Can you copy every line of the material below, without changing a single character?

━━━━━ ROWS ━━━━━

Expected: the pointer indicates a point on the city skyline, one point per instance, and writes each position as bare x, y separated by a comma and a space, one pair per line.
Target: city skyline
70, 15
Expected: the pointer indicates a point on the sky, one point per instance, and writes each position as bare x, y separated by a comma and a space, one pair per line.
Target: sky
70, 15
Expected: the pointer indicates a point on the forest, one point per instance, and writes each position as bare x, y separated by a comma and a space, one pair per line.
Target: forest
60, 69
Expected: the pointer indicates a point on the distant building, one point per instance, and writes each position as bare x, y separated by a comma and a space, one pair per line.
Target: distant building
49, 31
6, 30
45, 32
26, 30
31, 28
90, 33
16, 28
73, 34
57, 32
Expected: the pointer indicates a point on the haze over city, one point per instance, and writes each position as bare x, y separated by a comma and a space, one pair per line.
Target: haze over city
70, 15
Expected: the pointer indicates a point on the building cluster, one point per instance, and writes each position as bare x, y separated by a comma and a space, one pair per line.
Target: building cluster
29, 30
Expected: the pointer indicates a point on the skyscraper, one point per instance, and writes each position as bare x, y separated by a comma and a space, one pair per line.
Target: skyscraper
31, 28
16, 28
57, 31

━━━━━

THE RESULT:
Expected: the pointer indicates a point on the city skyline, one point per instance, and writes each position as bare x, y separated by a comma and a space, one pair per line.
Target: city skyline
70, 15
Expected: the pointer indicates a point on the sky, one point per instance, and writes each position as bare x, y separated by a comma and a space, one pair per line.
Target: sky
70, 15
Expected: the pointer indicates a point on the forest, one point per instance, and writes each position as bare x, y separated by a comma and a space, one pair per line.
Target: forest
60, 69
Expected: the pointer indicates a point on the distant building, one point per instance, and writes each position as bare x, y separated by a comma and a space, one pair per line.
Target: distant building
49, 31
6, 30
45, 32
26, 30
31, 28
90, 33
16, 28
73, 34
57, 32
Expected: the pointer indicates a point on the haze over city, one point per instance, and writes each position as bare x, y separated by a comma and a space, one pair per line.
Target: haze over city
70, 15
Expected: the pointer indicates a point on the building cluster, one point per instance, and writes each position as bare x, y separated by a comma and a space, one pair per line.
Target: building cluster
29, 30
Expected: the pointer indicates a point on the skyscraper, one point per instance, and writes each position as bare x, y separated by a comma and a space, one pair per line.
Target: skyscraper
31, 28
16, 28
57, 31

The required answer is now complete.